▶ _WHAT IS NEEDED_
Pull out every line below that contains the word "white", and copy each one.

▶ _Rows from a pointing dataset_
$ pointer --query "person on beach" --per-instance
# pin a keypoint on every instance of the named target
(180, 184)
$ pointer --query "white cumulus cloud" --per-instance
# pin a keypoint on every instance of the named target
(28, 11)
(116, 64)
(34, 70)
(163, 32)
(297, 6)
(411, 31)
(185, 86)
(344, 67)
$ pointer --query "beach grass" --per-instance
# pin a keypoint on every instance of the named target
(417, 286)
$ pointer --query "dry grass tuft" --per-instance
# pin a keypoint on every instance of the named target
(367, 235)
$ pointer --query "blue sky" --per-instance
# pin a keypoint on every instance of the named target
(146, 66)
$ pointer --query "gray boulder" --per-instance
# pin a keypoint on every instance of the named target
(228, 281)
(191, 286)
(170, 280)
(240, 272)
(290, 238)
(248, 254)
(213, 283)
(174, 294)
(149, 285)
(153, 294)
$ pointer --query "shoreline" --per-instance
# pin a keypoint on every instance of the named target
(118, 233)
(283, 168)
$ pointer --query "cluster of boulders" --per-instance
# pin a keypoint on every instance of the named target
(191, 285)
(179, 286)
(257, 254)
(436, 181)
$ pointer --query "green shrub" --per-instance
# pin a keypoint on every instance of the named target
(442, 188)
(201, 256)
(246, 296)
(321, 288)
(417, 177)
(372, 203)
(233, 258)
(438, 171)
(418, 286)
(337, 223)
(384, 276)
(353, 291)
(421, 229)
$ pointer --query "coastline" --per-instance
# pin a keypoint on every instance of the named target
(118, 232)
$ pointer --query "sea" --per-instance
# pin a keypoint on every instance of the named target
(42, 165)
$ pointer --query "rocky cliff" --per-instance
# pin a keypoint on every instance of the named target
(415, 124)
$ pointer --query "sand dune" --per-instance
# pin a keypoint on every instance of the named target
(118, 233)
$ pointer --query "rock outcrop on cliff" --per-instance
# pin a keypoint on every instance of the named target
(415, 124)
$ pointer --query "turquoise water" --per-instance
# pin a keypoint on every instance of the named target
---
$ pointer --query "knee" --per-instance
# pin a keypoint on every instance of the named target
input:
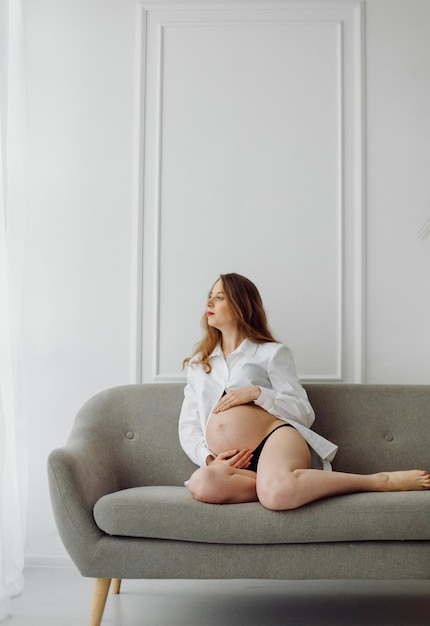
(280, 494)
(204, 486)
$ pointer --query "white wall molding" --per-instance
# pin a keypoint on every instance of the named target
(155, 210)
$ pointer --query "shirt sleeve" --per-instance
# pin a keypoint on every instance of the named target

▶ _SOLUTION TO THE PROBLEM_
$ pointer --query "white cumulus cloud" --per-instance
$ pointer --query "white wall molding" --per-instance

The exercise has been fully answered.